PROVIDED DATA:
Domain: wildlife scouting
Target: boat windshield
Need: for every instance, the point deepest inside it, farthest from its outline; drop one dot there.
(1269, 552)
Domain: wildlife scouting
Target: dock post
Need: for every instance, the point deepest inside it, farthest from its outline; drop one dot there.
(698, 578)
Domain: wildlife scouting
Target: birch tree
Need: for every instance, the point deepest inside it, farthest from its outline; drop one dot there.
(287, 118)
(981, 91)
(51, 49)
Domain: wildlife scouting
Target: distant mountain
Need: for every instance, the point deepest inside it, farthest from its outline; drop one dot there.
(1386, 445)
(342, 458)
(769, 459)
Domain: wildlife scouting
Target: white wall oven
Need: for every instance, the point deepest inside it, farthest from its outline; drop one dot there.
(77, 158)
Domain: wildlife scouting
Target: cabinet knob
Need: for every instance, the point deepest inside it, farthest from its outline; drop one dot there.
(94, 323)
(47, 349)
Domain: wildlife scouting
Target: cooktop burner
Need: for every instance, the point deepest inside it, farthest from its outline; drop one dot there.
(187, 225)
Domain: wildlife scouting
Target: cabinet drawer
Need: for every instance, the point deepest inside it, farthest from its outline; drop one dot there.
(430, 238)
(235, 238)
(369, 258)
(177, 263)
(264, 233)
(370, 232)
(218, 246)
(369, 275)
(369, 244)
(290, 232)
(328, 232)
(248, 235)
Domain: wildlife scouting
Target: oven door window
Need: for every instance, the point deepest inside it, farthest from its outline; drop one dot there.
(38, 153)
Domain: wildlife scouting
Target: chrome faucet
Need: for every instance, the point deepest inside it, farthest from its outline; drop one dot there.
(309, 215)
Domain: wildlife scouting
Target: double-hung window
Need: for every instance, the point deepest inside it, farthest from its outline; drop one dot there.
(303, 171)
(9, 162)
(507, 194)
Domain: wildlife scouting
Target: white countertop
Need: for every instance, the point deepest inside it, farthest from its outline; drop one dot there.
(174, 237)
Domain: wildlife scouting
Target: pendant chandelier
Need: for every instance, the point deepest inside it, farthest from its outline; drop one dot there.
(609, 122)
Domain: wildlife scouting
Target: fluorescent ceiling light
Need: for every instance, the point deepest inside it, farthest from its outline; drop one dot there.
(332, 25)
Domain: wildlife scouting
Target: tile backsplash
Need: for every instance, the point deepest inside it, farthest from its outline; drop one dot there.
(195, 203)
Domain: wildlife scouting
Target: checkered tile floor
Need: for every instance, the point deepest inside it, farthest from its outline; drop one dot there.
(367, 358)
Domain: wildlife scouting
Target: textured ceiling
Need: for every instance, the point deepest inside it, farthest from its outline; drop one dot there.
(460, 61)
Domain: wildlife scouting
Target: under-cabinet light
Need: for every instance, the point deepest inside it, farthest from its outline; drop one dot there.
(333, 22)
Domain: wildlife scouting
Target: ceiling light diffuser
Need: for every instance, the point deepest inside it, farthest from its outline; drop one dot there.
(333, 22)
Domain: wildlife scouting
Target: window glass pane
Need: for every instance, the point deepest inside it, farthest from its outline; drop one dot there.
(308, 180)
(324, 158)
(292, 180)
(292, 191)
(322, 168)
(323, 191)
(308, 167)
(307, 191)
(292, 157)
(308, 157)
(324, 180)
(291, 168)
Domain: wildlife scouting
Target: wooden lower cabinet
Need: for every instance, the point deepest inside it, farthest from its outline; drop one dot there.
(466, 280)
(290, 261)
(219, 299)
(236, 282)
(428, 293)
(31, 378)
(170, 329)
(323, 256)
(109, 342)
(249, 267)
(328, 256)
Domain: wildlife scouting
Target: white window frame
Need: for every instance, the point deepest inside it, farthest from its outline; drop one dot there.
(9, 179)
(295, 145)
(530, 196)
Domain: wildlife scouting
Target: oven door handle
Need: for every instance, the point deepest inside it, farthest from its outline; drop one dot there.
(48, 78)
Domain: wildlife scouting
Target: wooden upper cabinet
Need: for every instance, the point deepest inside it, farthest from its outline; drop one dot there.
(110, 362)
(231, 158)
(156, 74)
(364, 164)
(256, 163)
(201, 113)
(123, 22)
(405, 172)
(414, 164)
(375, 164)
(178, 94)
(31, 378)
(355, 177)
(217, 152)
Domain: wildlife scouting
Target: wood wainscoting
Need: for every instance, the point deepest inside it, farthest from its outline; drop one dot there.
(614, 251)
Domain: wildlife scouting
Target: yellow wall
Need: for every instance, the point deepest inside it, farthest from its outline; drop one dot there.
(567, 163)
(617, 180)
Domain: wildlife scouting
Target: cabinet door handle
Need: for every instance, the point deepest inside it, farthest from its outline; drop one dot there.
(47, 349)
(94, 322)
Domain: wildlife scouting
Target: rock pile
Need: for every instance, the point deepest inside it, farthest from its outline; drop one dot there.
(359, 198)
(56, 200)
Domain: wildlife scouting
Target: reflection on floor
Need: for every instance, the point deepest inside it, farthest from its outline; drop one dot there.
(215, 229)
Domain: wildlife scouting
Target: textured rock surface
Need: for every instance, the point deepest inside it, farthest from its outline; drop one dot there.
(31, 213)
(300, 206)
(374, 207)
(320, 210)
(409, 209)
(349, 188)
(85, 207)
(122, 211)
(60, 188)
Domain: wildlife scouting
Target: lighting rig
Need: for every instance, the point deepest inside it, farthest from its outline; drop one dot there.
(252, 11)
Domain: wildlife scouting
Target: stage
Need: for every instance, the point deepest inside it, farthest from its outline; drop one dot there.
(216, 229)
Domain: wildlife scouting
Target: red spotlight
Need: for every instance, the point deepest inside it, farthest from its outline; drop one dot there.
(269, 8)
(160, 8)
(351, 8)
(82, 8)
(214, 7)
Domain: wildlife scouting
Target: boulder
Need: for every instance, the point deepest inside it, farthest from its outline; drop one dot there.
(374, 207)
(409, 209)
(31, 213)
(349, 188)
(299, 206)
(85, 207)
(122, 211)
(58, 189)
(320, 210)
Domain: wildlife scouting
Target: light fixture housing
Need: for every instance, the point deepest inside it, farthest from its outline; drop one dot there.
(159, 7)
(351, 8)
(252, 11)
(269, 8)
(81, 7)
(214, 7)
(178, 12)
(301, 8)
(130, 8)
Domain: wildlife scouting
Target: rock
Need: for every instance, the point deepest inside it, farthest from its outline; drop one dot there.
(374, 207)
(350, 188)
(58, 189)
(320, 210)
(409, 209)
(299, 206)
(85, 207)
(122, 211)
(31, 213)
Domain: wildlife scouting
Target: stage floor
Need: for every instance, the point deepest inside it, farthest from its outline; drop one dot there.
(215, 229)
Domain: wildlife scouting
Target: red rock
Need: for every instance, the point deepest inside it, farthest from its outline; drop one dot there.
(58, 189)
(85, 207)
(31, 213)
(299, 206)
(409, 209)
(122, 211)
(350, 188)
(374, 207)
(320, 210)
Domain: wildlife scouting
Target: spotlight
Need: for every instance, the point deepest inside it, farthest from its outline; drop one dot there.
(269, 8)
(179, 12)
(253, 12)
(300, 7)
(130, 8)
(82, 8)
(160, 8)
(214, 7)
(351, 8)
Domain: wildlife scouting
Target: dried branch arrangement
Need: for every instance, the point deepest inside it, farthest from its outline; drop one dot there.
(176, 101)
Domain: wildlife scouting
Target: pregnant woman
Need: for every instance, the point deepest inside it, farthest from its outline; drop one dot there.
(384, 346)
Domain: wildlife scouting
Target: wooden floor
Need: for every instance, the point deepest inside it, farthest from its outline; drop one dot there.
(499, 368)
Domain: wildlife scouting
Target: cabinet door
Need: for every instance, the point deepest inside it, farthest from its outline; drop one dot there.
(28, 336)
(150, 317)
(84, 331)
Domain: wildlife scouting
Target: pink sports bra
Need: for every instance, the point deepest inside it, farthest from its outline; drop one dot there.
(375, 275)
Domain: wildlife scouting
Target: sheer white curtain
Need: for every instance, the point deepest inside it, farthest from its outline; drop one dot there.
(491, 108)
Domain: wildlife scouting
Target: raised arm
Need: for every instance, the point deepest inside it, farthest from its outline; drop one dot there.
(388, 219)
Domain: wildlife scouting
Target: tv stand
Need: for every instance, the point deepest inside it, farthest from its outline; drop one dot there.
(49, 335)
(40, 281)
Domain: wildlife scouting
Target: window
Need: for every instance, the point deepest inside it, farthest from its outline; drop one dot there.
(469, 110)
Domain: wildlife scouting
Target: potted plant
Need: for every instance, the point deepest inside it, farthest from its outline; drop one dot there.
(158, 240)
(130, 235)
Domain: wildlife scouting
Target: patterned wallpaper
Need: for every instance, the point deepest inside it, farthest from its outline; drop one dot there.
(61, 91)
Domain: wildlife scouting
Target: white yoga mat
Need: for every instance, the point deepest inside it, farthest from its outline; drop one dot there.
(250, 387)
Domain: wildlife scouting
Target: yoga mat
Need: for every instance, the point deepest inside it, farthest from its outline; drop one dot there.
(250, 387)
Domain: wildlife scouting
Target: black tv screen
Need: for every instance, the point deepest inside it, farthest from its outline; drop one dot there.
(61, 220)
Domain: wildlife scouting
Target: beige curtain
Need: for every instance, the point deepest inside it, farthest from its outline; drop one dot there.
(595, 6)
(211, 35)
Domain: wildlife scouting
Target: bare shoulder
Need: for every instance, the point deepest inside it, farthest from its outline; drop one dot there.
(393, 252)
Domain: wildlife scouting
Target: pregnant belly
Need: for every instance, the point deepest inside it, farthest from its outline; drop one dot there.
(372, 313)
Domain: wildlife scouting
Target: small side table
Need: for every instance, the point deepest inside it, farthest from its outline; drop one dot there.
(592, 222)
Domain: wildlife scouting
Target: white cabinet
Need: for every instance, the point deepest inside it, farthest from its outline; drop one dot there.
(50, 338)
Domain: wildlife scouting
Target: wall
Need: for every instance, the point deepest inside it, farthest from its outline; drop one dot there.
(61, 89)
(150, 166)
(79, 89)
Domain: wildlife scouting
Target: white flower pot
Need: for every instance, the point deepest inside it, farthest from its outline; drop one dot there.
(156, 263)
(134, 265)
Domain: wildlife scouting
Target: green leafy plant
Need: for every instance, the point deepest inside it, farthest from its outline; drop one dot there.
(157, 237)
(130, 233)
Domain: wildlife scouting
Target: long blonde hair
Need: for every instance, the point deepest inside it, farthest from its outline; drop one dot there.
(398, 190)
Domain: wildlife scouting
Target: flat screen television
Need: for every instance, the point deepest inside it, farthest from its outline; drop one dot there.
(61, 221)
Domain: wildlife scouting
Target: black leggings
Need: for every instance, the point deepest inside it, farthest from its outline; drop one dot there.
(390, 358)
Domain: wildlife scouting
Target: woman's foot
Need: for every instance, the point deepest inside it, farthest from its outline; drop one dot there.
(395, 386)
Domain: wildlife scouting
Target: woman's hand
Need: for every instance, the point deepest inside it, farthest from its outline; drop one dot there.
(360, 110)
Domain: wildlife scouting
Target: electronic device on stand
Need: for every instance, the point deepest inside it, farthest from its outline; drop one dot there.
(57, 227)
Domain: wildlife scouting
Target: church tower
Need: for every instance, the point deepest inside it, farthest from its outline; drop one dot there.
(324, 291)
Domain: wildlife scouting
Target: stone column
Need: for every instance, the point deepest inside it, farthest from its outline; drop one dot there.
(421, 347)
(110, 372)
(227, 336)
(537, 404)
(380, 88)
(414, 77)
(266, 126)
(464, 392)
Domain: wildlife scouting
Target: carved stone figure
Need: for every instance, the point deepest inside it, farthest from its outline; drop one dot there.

WHAT YOU HAVE TO DO: Collect every line of the records above that contains the word "oven". The match must be case-sensitive.

PROBLEM SOLUTION:
Target: white wall oven
Target: oven door window
Target: oven door handle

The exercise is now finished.